Kutipan Tersedia →
□ □ □ □ □

Si entong

“Gue tahu odol lo apa…! Gue tahu pasta gigi lo apa…!” Lho? Emangnya odol sama pasta gigi ndak sodaraan ape?

USAI MAKAN SIANG. Berteduh di depan lobby kantor seraya menyulut sebatang rokok-ismeku, saya bertemu dengan seorang ilustrator musik sinetron/film. Perbincangan tentu saja sekitar produksi film di negeri ini. Ada pemikiran sumbang yang terurai dalam dialog sesaat. “Kok, sineas negeri ini gak mau belajar gimana konsep pra produksi film Hollywood, ya?”

Pertanyaan itu wajar terlontarkan dalam perbincangan kami siang itu. Bukan ingin mau sok idealis, tapi gimana agar film negeri ini sedikit punya greget di kancah perfilman sejagad. Bukan cuma jago kandang yang juga sering dimaki anak negeri. Belum lagi para rekan sineas yang masih setia pada pakem produksi film tahun 70-an, mulai gelisah melihat perkembangan film negeri dewasa ini. Mungkin, karena belakangan dari infotainment atau dari mulut sineas itu sendiri terucap pernyataan yang membuat telinga kaget dan sontak menggetarkar hati: “Si Anu bikin film berjudul… cuma seminggu… Si Bunu malah cuma sekian hari dengan low budget….”

“Eh, bikin film ato sinetron di negeri ini kan gampang. Punya koneksi dan pintar jual omongan, jadilah kau sutradara, penulis skenario, cameraman atau yang lainnya,” ujar si teman editor yang juga nimbrung dalam pembicaraan.

Aku jadi teringat pada teman-teman yang alih profesi di dunia perfilman negeri ini. Tadinya si teman itu cuma script lapangan, ujug-ujug sudah jadi penulis skenario. Tadinya si teman yang lain cuma seorang art atau penata lampu, ujug-ujug sudah jadi sutradara.

“Tuh! Benarkan! Bikin film di negeri ini gampang baget,” sambar rekan si Ilustrator musik, seraya tersenyum menunjukkan giginya yang kurang rapi.

“Enak, ya, di negeri ini jadi orang sineas,” timpal seorang penulis skenario yang nyeniman (seniman) banget dengan rambut gondrong dan berpakaian rada urakan. Teman ini sudah agak berumur. Jadi, jarang dapat job dari produser karena dianggap terlalu idealis. Padahal, ide-idenya banyak yang brilian. Bahkan ketika zaman film layar lebar berjaya, beliau ini sudah pernah dapat piala Citra sebagai penulis skenario terbaik. Tapi, yang begini-gini malah sering ditakuti para produser yang cuma berpikir kapitalis. Belumlah saya pernah bertemu dengan seorang produser film yang yang menomor-duakan profit. Makanya anak negeri ini belum bisa dikategorikan sebagai penonton yang apresiasif.

□ □ □ □ □

Tugas Tertulis a → Cetak bagian tulisan tentang perfilman di atas, mulai dari kata-kata yang memuat "Aku jadi teringat" sampai dengan "sudah jadi sutradara.", tanpa mengubah satu huruf pun.

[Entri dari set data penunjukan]
□ □ □ □ □

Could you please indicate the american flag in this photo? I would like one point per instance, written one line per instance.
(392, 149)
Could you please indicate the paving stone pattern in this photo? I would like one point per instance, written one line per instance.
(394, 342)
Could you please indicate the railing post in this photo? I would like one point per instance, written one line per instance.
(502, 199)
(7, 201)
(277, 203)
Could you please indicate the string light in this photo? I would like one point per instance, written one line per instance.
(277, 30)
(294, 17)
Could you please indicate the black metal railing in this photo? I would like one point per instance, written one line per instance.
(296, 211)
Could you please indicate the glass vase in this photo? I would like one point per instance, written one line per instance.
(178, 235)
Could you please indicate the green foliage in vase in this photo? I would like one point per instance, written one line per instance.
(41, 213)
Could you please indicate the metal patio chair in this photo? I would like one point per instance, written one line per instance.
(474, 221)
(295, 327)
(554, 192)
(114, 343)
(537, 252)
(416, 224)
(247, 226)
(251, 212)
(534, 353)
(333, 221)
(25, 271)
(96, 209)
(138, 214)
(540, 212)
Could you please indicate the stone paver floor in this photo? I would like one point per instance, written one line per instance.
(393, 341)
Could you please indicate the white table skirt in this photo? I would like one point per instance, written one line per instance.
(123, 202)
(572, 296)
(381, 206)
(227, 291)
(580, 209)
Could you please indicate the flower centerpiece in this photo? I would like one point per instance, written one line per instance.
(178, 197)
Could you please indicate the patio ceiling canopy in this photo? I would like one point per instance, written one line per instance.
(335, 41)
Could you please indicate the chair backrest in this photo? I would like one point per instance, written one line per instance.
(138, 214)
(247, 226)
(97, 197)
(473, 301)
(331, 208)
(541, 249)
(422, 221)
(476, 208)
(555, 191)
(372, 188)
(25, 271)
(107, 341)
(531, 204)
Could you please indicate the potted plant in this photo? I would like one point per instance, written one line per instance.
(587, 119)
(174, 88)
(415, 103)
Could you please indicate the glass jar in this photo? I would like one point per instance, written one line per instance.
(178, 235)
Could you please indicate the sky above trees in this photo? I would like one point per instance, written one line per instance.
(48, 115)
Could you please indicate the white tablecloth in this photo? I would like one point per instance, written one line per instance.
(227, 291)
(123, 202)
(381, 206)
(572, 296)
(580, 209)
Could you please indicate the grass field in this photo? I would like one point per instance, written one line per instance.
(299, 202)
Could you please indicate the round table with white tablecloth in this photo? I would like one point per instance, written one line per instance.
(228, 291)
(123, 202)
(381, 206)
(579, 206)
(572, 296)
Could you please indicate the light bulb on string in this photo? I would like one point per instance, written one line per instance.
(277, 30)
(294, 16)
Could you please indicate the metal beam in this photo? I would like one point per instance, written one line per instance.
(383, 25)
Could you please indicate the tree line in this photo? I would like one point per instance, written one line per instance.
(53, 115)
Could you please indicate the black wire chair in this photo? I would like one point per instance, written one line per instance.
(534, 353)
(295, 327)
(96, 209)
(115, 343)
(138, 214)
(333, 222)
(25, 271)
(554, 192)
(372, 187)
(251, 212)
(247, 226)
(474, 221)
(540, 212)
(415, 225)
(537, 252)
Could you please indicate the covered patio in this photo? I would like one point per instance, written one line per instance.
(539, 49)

□ □ □ □ □

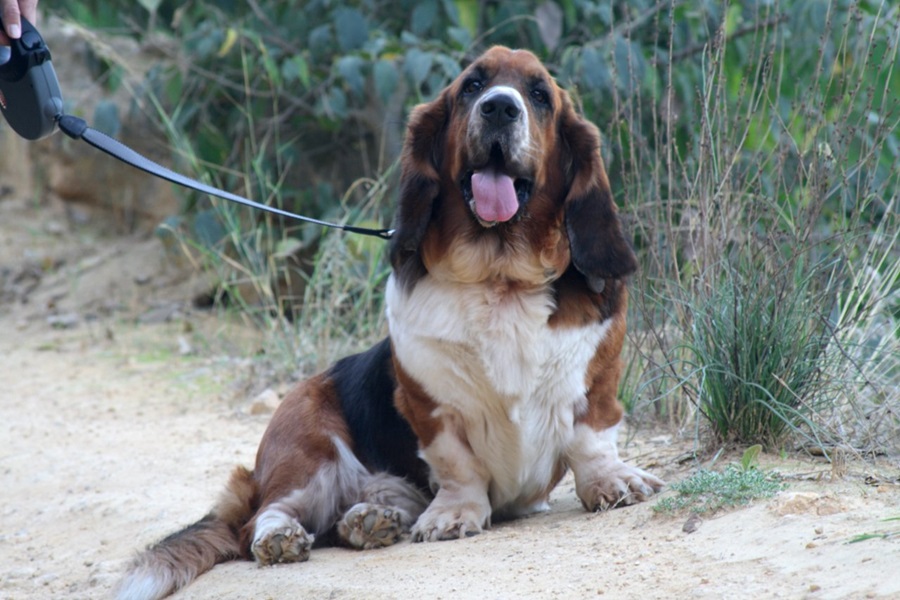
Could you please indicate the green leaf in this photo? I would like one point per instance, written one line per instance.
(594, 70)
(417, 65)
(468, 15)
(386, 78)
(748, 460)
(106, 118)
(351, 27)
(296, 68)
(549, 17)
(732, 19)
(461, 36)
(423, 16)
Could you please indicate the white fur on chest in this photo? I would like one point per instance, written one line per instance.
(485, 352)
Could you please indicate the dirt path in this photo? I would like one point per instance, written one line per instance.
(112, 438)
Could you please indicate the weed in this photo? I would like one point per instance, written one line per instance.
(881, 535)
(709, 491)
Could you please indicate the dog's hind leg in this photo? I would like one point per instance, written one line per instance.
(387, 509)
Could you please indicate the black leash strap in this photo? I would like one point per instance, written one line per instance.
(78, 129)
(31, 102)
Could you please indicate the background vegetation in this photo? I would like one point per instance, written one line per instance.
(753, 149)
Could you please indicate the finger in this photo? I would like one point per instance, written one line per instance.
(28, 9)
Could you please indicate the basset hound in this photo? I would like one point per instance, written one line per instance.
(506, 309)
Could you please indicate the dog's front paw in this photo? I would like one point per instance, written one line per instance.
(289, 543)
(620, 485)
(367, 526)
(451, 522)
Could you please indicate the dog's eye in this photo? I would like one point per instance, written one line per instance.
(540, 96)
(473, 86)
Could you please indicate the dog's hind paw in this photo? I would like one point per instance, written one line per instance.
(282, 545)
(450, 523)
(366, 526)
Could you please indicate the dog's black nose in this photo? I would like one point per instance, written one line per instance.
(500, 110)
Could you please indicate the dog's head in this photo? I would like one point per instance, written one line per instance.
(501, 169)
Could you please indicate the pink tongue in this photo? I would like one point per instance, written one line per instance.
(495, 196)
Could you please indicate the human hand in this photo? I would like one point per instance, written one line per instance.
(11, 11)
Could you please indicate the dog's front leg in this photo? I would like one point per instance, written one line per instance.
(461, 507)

□ □ □ □ □

Tugas Tertulis b → Tolong daftarkan dan salin utuh setiap baris catatan di atas yang memuat kata "railing". Huruf besar dan kecil dibedakan.

Jawaban Tugas a →
Aku jadi teringat pada teman-teman yang alih profesi di dunia perfilman negeri ini. Tadinya si teman itu cuma script lapangan, ujug-ujug sudah jadi penulis skenario. Tadinya si teman yang lain cuma seorang art atau penata lampu, ujug-ujug sudah jadi sutradara.

Jawaban Tugas b →
Could you please indicate the railing post in this photo? I would like one point per instance, written one line per instance.
Could you please indicate the black metal railing in this photo? I would like one point per instance, written one line per instance.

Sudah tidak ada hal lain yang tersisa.